**About this exercise**
Please find every line of the listing below where "segment" occurs and copy it.
[Supplied data — start]
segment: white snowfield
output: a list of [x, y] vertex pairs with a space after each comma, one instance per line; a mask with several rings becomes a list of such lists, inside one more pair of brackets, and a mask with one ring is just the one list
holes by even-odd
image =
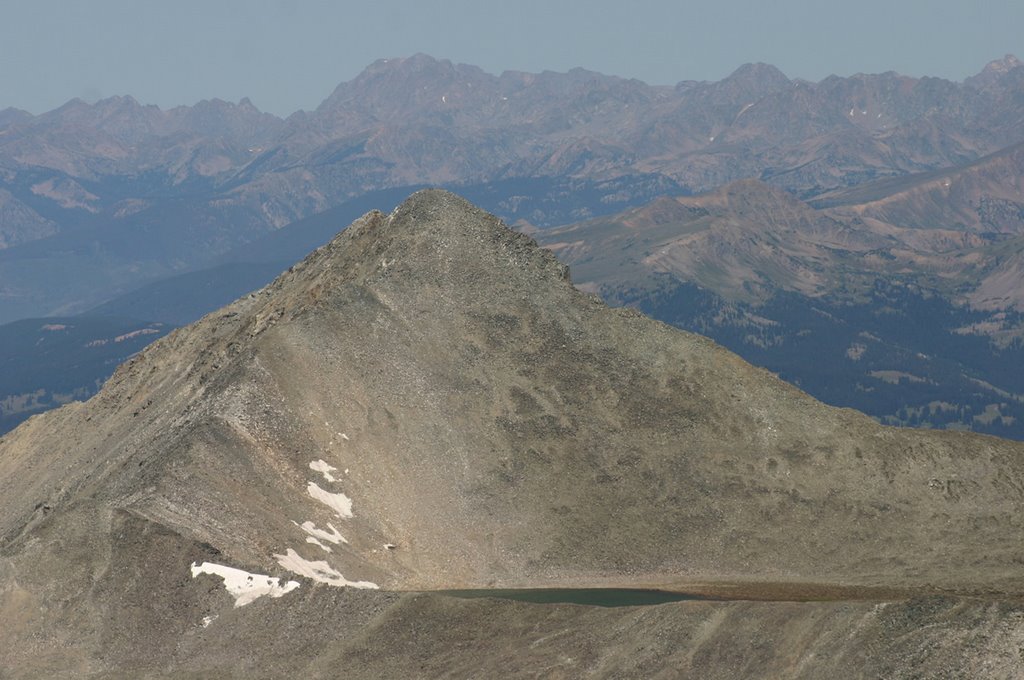
[[[200, 574], [213, 574], [224, 579], [224, 587], [227, 589], [228, 594], [235, 598], [236, 607], [244, 607], [264, 595], [281, 597], [299, 587], [298, 581], [288, 581], [281, 585], [281, 580], [276, 576], [250, 574], [242, 569], [227, 567], [223, 564], [214, 564], [213, 562], [203, 562], [200, 565], [196, 565], [193, 562], [192, 578]], [[207, 623], [206, 625], [209, 624]]]
[[338, 517], [342, 519], [352, 517], [352, 499], [345, 494], [324, 491], [316, 482], [309, 482], [306, 485], [306, 492], [331, 510], [334, 510]]
[[334, 477], [334, 475], [331, 474], [332, 472], [336, 472], [338, 468], [334, 467], [325, 460], [314, 460], [312, 463], [309, 464], [309, 469], [312, 470], [313, 472], [319, 472], [320, 474], [322, 474], [324, 476], [324, 479], [326, 479], [328, 482], [338, 481]]
[[295, 552], [291, 548], [288, 548], [287, 554], [274, 555], [274, 557], [277, 558], [277, 563], [288, 571], [294, 572], [299, 576], [311, 578], [320, 583], [326, 583], [339, 588], [343, 588], [345, 586], [350, 588], [367, 588], [371, 590], [377, 590], [380, 588], [376, 583], [372, 583], [370, 581], [349, 581], [324, 560], [310, 561], [304, 559], [299, 555], [299, 553]]
[[319, 538], [324, 541], [330, 541], [334, 545], [348, 543], [348, 541], [345, 540], [345, 537], [341, 535], [341, 532], [335, 529], [334, 525], [330, 522], [327, 523], [327, 528], [330, 529], [330, 531], [325, 531], [324, 529], [317, 529], [316, 524], [314, 524], [313, 522], [303, 522], [302, 524], [299, 524], [299, 527], [301, 527], [302, 530], [310, 536], [314, 538]]
[[[341, 436], [348, 439], [346, 435]], [[314, 472], [319, 472], [328, 483], [339, 481], [333, 474], [331, 474], [332, 472], [336, 472], [337, 468], [325, 460], [314, 460], [310, 462], [309, 469]], [[348, 474], [348, 470], [345, 470], [345, 474]], [[306, 492], [314, 500], [320, 501], [333, 510], [334, 514], [341, 519], [350, 519], [352, 517], [352, 499], [345, 494], [326, 491], [320, 488], [320, 485], [316, 482], [307, 482]], [[303, 522], [302, 524], [299, 524], [298, 522], [293, 521], [292, 523], [306, 532], [306, 543], [315, 545], [326, 553], [332, 552], [331, 547], [328, 546], [327, 543], [331, 543], [333, 545], [348, 543], [345, 537], [341, 535], [341, 532], [338, 531], [331, 523], [327, 524], [327, 529], [317, 527], [314, 522]], [[349, 581], [341, 574], [341, 572], [334, 569], [326, 561], [307, 560], [292, 548], [288, 548], [288, 552], [284, 555], [275, 554], [274, 558], [277, 559], [278, 564], [288, 571], [298, 574], [299, 576], [311, 578], [319, 583], [326, 583], [337, 587], [348, 586], [350, 588], [379, 588], [376, 583], [372, 583], [370, 581]]]
[[331, 552], [331, 549], [328, 548], [323, 543], [321, 543], [319, 538], [313, 538], [312, 536], [306, 536], [306, 543], [312, 543], [316, 547], [318, 547], [321, 550], [323, 550], [325, 553]]

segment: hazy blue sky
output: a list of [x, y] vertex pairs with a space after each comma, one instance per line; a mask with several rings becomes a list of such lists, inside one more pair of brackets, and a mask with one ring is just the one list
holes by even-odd
[[809, 80], [895, 70], [960, 80], [1024, 58], [1022, 0], [2, 0], [0, 108], [131, 94], [311, 109], [381, 57], [583, 66], [652, 84], [751, 61]]

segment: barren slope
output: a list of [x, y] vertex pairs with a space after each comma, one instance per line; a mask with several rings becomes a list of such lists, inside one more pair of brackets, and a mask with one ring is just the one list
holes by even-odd
[[[826, 407], [420, 192], [0, 440], [0, 667], [273, 674], [419, 606], [315, 581], [1018, 597], [1022, 456]], [[203, 562], [300, 587], [233, 610]]]

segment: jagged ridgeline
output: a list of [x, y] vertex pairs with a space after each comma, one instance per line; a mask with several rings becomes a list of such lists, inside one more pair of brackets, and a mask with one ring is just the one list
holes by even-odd
[[[0, 440], [0, 669], [1007, 668], [1022, 488], [1020, 443], [824, 406], [423, 191]], [[788, 602], [393, 592], [516, 587]]]

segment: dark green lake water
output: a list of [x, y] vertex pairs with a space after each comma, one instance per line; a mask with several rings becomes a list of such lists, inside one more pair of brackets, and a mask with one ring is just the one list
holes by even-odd
[[630, 588], [523, 588], [514, 590], [441, 590], [438, 595], [460, 598], [493, 597], [536, 604], [586, 604], [597, 607], [637, 607], [642, 605], [702, 600], [705, 598], [664, 590]]

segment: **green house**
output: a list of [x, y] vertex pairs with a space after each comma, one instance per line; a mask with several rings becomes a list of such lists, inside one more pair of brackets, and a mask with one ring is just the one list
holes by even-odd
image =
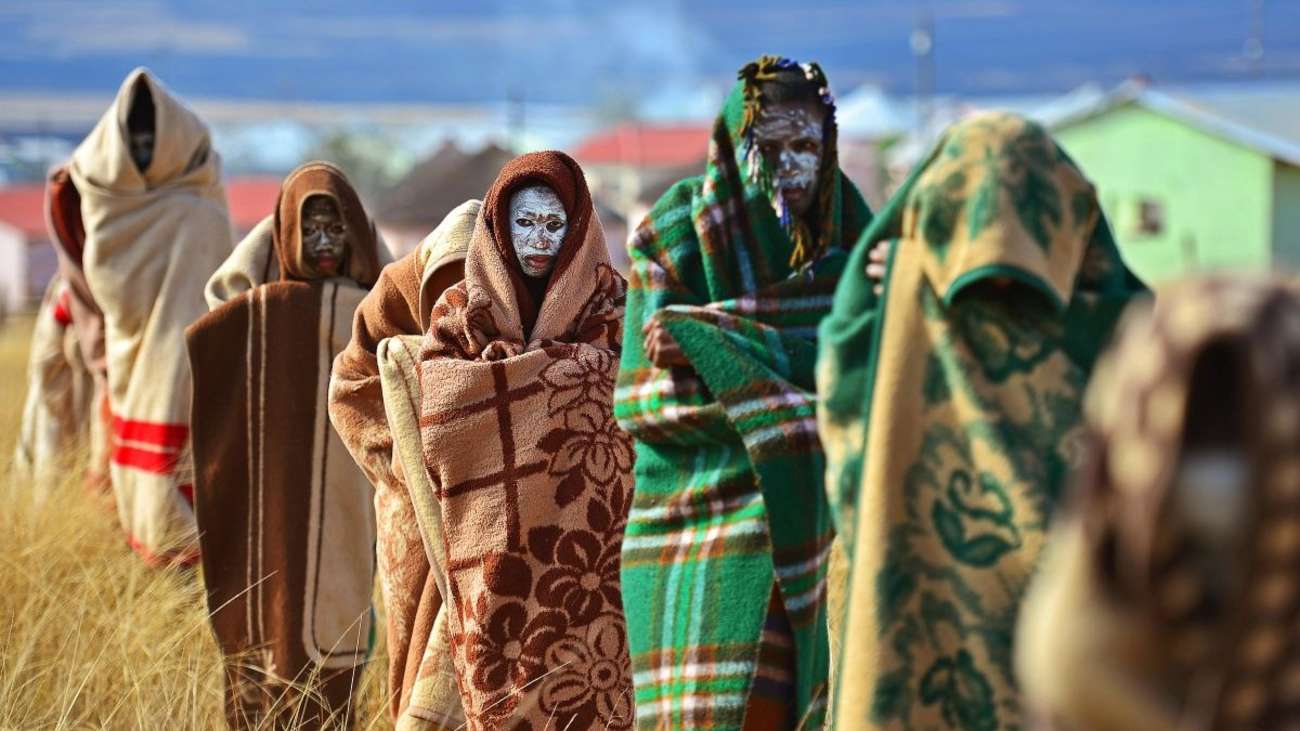
[[1213, 269], [1300, 271], [1300, 119], [1271, 124], [1261, 105], [1251, 124], [1241, 111], [1127, 84], [1048, 121], [1148, 283]]

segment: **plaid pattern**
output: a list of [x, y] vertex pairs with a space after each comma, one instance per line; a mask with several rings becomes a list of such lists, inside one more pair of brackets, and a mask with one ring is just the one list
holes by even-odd
[[[742, 78], [702, 177], [670, 189], [629, 244], [615, 415], [636, 439], [623, 592], [641, 728], [741, 728], [776, 581], [793, 635], [794, 709], [818, 718], [832, 537], [813, 404], [815, 330], [870, 218], [827, 144], [813, 212], [830, 245], [795, 271], [790, 237], [745, 169]], [[752, 117], [752, 114], [749, 115]], [[828, 141], [834, 139], [833, 114]], [[658, 368], [658, 318], [692, 367]]]

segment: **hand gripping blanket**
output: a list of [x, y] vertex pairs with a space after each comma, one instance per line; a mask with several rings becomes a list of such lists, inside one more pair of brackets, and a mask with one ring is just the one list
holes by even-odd
[[[456, 686], [447, 611], [430, 572], [406, 480], [425, 475], [419, 427], [419, 336], [429, 311], [449, 285], [462, 279], [465, 253], [481, 203], [457, 206], [414, 251], [384, 268], [353, 324], [352, 340], [334, 359], [330, 419], [372, 484], [380, 588], [388, 637], [389, 710], [399, 729], [455, 729], [464, 724]], [[406, 370], [385, 370], [377, 353], [389, 338], [408, 337]], [[381, 378], [387, 385], [381, 386]], [[399, 391], [415, 404], [385, 408]], [[413, 462], [403, 469], [394, 443], [405, 440]]]
[[[832, 530], [815, 335], [870, 212], [839, 170], [833, 114], [808, 261], [794, 260], [768, 192], [742, 175], [754, 85], [789, 63], [765, 57], [742, 71], [704, 176], [670, 189], [629, 244], [615, 413], [636, 439], [623, 586], [643, 729], [816, 726], [824, 710]], [[689, 369], [651, 362], [652, 320]], [[794, 708], [757, 699], [792, 679]]]
[[1296, 280], [1162, 288], [1126, 313], [1085, 410], [1085, 467], [1016, 636], [1035, 728], [1294, 727]]
[[[568, 228], [534, 298], [509, 201], [539, 183], [563, 202]], [[442, 294], [421, 344], [428, 474], [409, 486], [428, 486], [412, 497], [471, 729], [632, 726], [618, 573], [632, 445], [612, 407], [626, 285], [604, 242], [577, 163], [516, 158], [484, 200], [465, 280]]]
[[[342, 276], [304, 274], [311, 195], [347, 224]], [[382, 251], [343, 174], [308, 163], [213, 276], [213, 310], [187, 333], [204, 583], [234, 728], [349, 721], [372, 641], [374, 514], [326, 398]]]
[[[126, 127], [141, 88], [156, 126], [143, 173]], [[206, 312], [203, 285], [233, 246], [220, 158], [194, 112], [137, 69], [73, 153], [70, 172], [81, 195], [86, 282], [104, 313], [118, 517], [145, 560], [193, 563], [184, 332]]]
[[1016, 613], [1083, 386], [1140, 289], [1092, 185], [1013, 115], [949, 130], [858, 242], [818, 364], [851, 562], [836, 728], [1022, 725]]

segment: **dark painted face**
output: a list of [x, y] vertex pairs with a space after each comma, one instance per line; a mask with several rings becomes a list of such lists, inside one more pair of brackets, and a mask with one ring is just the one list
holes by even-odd
[[754, 141], [771, 168], [778, 215], [788, 206], [802, 216], [817, 199], [826, 110], [809, 102], [768, 104], [754, 125]]
[[334, 199], [308, 196], [302, 204], [302, 255], [307, 267], [321, 277], [338, 276], [348, 242], [348, 225]]
[[131, 133], [131, 159], [140, 172], [148, 170], [153, 162], [153, 139], [153, 132]]
[[144, 83], [144, 79], [140, 79], [131, 98], [131, 109], [127, 112], [126, 142], [132, 162], [142, 173], [153, 163], [156, 130], [153, 94], [149, 92], [149, 85]]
[Supplied data — finish]
**Response**
segment: white snowfield
segment: hazy blue sky
segment: barren slope
segment: jagged ridgeline
segment: dark green lake water
segment: **green house**
segment: **plaid pattern**
segment: **hand gripping blanket**
segment: **dark painted face**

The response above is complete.